DIRECTIONS —
Convert the lines of the items into a Markdown table with columns named No. and Text, giving each line a row number and leaving out blank lines. Begin at the line that contains "Where can the yellow" and stop after the line that contains "x=218, y=176".

(Records from a data source)
※

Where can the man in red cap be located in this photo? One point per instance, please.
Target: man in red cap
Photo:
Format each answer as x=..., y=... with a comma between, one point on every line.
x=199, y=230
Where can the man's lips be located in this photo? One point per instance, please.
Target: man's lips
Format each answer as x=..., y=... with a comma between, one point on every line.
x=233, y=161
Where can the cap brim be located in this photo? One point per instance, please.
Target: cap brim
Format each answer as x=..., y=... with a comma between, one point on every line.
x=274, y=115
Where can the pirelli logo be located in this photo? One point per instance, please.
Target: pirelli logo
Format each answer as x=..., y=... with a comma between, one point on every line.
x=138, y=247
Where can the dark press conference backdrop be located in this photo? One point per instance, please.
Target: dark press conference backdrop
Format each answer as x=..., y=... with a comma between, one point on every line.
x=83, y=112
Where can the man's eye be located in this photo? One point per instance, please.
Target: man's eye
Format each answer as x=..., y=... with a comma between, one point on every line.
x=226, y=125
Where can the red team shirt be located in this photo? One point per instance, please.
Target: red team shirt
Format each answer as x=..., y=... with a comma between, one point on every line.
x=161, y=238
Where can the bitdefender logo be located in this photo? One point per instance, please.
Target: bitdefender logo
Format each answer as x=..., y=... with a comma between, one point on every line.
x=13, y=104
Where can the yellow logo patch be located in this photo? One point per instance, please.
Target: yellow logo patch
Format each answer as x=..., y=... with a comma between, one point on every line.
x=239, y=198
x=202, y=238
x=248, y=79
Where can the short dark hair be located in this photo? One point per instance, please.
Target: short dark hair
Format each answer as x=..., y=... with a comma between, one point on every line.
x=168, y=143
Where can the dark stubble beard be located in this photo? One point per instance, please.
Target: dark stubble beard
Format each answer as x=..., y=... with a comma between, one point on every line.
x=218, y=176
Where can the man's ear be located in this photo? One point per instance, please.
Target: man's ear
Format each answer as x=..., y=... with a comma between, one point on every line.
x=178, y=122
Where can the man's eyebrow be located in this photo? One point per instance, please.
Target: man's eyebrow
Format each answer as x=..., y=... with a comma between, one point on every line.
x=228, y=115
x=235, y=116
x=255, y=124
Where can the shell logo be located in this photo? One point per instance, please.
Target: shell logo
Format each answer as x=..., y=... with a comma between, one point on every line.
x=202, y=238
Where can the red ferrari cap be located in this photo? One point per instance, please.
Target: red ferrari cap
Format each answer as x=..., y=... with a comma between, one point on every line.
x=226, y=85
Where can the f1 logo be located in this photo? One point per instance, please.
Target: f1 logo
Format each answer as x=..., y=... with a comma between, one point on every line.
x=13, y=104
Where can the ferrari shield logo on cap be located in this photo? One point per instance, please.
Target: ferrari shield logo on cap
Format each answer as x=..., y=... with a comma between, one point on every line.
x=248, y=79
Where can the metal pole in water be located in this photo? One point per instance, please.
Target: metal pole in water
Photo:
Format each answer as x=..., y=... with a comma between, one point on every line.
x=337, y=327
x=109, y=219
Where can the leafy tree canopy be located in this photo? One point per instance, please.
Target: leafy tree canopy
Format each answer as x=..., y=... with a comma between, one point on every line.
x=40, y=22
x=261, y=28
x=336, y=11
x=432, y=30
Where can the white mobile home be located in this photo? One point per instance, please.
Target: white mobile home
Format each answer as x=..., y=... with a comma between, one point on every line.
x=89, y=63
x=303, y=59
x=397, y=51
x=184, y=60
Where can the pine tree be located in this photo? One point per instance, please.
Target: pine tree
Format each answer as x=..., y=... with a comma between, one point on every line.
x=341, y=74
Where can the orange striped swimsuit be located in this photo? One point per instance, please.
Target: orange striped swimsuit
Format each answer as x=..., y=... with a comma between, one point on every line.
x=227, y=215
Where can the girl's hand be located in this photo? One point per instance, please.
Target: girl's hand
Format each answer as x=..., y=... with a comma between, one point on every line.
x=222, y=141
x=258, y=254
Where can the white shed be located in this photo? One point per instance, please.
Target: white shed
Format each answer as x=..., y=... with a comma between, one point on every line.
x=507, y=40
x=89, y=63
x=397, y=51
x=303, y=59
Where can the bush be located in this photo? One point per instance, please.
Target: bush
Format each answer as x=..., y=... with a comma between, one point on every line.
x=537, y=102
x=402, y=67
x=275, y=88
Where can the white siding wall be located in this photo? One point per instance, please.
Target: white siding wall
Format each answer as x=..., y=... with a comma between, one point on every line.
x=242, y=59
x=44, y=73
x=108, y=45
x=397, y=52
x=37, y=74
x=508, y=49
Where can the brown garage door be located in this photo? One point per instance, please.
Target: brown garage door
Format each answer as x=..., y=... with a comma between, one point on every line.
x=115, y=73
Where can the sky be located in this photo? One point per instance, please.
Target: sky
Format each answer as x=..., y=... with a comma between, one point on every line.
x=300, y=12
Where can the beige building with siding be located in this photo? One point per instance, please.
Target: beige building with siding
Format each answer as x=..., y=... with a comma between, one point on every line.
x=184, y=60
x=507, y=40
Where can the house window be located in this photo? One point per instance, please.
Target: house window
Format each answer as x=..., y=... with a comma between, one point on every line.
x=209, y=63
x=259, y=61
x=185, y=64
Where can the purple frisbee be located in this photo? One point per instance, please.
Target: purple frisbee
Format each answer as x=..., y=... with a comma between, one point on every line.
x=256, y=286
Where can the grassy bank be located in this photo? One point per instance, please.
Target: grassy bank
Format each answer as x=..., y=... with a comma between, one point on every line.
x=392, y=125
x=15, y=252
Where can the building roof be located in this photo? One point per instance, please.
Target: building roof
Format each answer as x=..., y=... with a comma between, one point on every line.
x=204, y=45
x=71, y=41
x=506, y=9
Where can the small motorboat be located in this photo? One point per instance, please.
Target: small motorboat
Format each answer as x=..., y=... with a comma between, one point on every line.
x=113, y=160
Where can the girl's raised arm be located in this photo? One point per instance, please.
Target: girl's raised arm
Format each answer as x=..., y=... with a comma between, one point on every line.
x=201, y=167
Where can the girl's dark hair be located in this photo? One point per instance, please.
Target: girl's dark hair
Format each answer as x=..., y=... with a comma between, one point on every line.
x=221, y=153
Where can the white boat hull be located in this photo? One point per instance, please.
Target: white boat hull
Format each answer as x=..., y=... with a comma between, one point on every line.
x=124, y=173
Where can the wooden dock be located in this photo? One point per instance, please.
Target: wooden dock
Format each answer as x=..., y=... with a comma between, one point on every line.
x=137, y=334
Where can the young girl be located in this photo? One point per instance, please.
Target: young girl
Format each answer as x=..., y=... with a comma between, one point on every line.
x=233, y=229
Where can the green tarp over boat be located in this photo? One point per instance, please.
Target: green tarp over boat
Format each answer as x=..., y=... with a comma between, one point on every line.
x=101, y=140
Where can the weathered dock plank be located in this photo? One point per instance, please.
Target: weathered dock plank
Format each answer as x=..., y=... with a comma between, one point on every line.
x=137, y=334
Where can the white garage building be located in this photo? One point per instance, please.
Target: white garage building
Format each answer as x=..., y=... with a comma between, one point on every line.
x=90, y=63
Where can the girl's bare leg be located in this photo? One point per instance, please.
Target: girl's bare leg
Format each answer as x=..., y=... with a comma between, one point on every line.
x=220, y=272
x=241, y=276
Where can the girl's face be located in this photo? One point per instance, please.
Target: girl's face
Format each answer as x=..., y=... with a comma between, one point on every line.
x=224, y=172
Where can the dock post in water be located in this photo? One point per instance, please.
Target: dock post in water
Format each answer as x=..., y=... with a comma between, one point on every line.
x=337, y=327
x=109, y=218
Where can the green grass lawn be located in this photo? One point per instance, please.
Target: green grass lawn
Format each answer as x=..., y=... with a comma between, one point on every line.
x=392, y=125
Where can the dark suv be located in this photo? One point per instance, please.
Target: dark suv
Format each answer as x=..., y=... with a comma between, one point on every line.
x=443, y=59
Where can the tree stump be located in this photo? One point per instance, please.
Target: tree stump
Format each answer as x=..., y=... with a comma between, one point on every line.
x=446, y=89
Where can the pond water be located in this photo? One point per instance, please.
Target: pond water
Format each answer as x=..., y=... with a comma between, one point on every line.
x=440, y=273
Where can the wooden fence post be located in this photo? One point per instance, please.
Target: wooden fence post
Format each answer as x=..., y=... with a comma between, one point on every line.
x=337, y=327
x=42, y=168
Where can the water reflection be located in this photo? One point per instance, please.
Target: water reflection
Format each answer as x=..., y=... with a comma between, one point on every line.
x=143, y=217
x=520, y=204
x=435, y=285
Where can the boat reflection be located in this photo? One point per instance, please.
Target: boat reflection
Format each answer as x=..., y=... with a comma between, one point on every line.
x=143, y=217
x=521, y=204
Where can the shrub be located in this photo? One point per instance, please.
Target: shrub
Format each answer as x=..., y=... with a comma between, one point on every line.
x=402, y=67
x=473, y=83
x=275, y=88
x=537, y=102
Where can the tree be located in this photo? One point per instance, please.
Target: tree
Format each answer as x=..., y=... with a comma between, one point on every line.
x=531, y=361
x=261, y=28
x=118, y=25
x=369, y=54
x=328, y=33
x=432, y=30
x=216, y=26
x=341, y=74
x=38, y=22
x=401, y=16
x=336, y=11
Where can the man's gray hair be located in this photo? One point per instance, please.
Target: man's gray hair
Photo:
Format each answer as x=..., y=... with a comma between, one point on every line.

※

SOLVED EXERCISE —
| No. | Text |
|---|---|
| 1 | Where can the yellow logo patch be located in this photo? One point per instance, please. |
| 2 | Target: yellow logo patch |
| 3 | Format each answer as x=..., y=... with a comma between, one point on every line. |
| 4 | x=239, y=198 |
| 5 | x=202, y=238 |
| 6 | x=248, y=79 |
| 7 | Where can the short dark hair be located in this photo? One point per instance, please. |
| 8 | Target: short dark hair |
| 9 | Format each answer as x=..., y=... with a comma between, one point on every line. |
| 10 | x=168, y=143 |
| 11 | Where can the dark stubble beard be located in this photo? One point per instance, please. |
| 12 | Target: dark stubble beard |
| 13 | Format each answer as x=..., y=... with a comma between, one point on every line. |
| 14 | x=218, y=176 |